# The data

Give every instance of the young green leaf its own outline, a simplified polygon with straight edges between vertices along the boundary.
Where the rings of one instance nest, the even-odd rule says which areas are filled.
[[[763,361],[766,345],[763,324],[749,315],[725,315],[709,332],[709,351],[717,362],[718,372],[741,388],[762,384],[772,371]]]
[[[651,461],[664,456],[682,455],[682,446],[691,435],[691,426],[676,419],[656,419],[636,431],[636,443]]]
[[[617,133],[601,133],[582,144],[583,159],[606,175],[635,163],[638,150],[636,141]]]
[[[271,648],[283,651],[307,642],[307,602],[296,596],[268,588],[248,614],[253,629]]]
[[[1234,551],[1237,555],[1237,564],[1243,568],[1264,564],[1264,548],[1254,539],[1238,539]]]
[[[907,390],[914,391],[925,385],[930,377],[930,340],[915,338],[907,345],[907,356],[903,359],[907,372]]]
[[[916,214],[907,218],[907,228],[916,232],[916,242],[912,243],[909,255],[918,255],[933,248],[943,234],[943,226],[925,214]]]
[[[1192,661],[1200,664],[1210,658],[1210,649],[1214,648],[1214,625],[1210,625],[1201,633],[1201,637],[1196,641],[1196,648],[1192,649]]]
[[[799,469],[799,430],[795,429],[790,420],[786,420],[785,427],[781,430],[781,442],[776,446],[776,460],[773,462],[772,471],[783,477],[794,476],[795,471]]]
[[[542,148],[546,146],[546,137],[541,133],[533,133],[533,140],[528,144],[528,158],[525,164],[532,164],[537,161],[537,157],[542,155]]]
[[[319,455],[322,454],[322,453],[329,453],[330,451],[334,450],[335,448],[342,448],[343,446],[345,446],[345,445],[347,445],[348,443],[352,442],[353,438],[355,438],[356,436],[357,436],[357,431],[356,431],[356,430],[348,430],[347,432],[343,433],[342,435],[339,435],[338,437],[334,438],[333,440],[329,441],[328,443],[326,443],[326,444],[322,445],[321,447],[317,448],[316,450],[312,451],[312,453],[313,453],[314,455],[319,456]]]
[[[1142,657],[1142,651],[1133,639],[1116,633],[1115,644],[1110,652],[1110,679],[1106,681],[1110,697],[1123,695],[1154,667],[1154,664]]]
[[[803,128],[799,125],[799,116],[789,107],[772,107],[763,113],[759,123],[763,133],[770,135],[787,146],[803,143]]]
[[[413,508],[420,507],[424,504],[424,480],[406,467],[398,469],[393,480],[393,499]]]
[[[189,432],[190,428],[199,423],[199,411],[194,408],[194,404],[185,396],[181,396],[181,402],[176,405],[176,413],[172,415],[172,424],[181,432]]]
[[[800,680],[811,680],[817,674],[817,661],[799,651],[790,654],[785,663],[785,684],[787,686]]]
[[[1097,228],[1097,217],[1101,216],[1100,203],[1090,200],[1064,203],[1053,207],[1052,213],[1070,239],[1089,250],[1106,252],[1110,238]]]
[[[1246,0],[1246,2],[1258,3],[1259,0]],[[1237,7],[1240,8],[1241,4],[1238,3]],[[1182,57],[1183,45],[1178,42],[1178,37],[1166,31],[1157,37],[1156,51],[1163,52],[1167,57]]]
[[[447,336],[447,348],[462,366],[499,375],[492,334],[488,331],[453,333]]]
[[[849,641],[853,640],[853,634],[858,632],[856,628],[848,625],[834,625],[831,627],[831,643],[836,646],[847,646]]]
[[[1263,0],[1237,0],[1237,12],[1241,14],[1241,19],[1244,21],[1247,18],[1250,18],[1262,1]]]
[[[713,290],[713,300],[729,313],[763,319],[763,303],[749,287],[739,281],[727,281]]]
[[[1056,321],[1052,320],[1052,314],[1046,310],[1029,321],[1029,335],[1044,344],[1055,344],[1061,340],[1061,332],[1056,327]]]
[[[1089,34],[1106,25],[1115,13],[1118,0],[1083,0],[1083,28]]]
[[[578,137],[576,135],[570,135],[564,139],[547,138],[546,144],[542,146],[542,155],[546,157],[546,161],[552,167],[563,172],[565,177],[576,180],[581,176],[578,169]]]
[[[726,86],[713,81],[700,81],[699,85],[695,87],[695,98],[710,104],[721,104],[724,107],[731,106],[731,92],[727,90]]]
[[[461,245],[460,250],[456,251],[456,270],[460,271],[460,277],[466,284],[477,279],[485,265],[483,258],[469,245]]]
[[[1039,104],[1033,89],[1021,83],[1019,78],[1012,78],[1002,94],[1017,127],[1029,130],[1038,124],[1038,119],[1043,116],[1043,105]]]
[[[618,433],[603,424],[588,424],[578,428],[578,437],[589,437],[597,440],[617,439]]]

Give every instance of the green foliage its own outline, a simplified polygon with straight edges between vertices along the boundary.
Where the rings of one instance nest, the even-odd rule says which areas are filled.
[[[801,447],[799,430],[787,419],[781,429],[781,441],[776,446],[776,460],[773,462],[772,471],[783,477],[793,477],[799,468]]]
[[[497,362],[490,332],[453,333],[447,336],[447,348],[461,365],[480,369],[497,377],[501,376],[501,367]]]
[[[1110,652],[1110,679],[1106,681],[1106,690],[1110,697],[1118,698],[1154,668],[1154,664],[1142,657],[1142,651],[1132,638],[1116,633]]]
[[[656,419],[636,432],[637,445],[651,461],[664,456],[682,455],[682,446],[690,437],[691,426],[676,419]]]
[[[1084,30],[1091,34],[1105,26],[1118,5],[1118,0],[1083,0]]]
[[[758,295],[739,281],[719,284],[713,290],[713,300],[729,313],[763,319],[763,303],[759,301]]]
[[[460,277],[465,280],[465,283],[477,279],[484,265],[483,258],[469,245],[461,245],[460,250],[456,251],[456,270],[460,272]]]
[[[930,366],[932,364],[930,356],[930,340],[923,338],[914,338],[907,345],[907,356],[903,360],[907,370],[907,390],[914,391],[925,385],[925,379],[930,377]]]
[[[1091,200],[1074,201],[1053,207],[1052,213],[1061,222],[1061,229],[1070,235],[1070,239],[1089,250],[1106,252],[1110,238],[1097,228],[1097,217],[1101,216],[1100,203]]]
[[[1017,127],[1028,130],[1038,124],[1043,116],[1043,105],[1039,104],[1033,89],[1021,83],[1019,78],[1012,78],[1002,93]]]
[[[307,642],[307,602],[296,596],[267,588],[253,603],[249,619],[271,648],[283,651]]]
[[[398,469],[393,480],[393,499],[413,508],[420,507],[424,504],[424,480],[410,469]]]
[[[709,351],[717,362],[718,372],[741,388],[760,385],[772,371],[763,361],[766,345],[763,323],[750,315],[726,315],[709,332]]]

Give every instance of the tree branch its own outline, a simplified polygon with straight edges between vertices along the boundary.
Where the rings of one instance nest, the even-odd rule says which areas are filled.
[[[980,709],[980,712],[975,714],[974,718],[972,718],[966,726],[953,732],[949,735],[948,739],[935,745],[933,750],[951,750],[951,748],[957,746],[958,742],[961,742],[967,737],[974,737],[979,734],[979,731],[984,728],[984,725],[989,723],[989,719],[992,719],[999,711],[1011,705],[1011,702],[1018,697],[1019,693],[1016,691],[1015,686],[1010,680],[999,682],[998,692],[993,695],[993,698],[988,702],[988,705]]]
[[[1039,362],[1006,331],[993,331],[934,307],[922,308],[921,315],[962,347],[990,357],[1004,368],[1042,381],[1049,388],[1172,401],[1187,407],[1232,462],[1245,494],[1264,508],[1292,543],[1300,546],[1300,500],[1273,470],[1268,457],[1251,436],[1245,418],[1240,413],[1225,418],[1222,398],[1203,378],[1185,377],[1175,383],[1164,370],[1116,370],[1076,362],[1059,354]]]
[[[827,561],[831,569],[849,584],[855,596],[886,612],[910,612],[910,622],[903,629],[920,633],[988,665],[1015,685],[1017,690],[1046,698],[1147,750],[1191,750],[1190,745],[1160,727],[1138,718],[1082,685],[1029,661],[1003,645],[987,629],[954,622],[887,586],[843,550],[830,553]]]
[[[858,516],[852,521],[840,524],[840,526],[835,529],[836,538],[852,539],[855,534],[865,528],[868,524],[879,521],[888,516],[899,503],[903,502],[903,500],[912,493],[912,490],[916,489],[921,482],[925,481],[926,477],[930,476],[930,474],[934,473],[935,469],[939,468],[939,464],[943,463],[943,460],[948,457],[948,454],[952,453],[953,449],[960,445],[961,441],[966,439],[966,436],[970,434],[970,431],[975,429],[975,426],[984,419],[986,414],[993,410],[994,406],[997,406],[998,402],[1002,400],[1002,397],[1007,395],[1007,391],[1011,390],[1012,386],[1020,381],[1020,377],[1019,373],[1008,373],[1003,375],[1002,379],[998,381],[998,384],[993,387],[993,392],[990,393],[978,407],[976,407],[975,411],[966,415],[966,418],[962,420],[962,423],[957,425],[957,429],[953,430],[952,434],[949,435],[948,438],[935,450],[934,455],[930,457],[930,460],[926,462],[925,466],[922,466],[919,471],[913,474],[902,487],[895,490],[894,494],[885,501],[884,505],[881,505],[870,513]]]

# What you should do
Gather every line from the listing above in which "green" appears, and copy those lines.

# Solution for this exercise
Give every instance of the young green leaf its own outline, a simplified polygon with straight edges between vertices along the boundary.
Give every instance of the green foliage its own outline, a simplified polygon with straight edges between vertices along the boundary.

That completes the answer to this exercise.